* Records provided
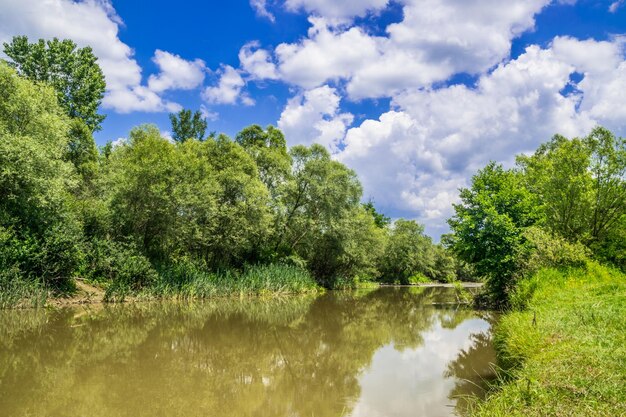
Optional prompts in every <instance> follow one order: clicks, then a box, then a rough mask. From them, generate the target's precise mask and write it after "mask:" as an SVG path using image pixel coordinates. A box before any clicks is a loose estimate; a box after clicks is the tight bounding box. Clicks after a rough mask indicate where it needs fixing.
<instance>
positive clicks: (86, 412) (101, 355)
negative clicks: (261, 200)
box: [0, 288, 494, 417]
mask: <svg viewBox="0 0 626 417" xmlns="http://www.w3.org/2000/svg"><path fill="white" fill-rule="evenodd" d="M453 300H454V296H453V289H448V288H421V289H417V288H382V289H379V290H374V291H370V292H354V293H344V292H334V293H328V294H325V295H322V296H319V297H313V298H297V297H294V298H281V299H278V300H276V299H272V300H265V299H255V300H216V301H208V302H202V303H193V304H181V303H171V302H167V303H165V302H164V303H154V304H136V305H117V306H104V307H102V306H100V307H93V306H92V307H91V308H79V309H63V310H59V311H47V312H46V311H35V310H31V311H0V416H220V417H230V416H280V417H295V416H301V417H313V416H316V417H320V416H321V417H325V416H355V417H357V416H359V417H361V416H370V417H374V416H385V417H392V416H427V417H428V416H448V415H454V413H455V410H457V411H458V410H460V409H462V408H463V401H462V399H461V400H459V398H462V397H463V396H466V395H468V394H475V393H479V392H480V391H481V389H480V386H481V383H482V381H483V379H484V378H488V377H489V376H490V374H491V371H490V370H491V368H490V363H491V362H493V361H494V354H493V350H492V348H491V343H490V337H489V331H490V326H491V324H490V323H491V322H492V318H491V317H490V316H489V315H488V314H485V313H477V312H473V311H469V310H465V309H460V308H457V306H454V305H452V304H447V303H448V302H451V301H453Z"/></svg>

* Instruction
Present the lines above as a Markdown table with the columns Row and Line, numbering each row and omitting blank lines and pictures.

* Your solution
| Row | Line |
|---|---|
| 1 | Optional prompts in every <instance> follow one order: clicks, then a box, then a rough mask. From them, generate the target's precise mask and write it after "mask:" as an SVG path using image pixel coordinates. A box before any clicks is a loose estimate; a box after clicks is the tight bounding box. Clicks after a rough mask indicate where it needs fixing. |
| 2 | <instance> |
| 3 | positive clicks: (86, 412) (101, 355) |
| 4 | negative clicks: (261, 200) |
| 5 | box: [0, 288, 494, 417] |
| 6 | mask: <svg viewBox="0 0 626 417" xmlns="http://www.w3.org/2000/svg"><path fill="white" fill-rule="evenodd" d="M453 300H454V296H453V289H448V288H421V289H417V288H382V289H379V290H374V291H370V292H354V293H344V292H334V293H328V294H325V295H322V296H319V297H313V298H297V297H294V298H281V299H278V300H276V299H272V300H265V299H255V300H216V301H208V302H202V303H193V304H181V303H171V302H167V303H165V302H164V303H154V304H136V305H117V306H104V307H102V306H100V307H93V306H92V307H91V308H79V309H63V310H59V311H47V312H46V311H35V310H31V311H0V416H220V417H230V416H280V417H295V416H301V417H313V416H316V417H320V416H321V417H325V416H355V417H357V416H359V417H361V416H370V417H374V416H385V417H392V416H427V417H428V416H448V415H454V413H455V410H457V411H458V410H460V409H462V408H463V401H462V399H461V400H459V398H462V397H463V396H466V395H468V394H475V393H479V392H480V391H481V389H480V386H481V383H482V381H483V379H484V378H488V377H489V376H490V374H491V371H490V370H491V368H490V363H491V362H493V361H494V354H493V350H492V348H491V343H490V337H489V331H490V326H491V324H490V323H491V322H492V318H491V317H490V316H489V315H488V314H485V313H477V312H473V311H469V310H465V309H460V308H457V306H454V305H452V304H447V303H448V302H451V301H453Z"/></svg> |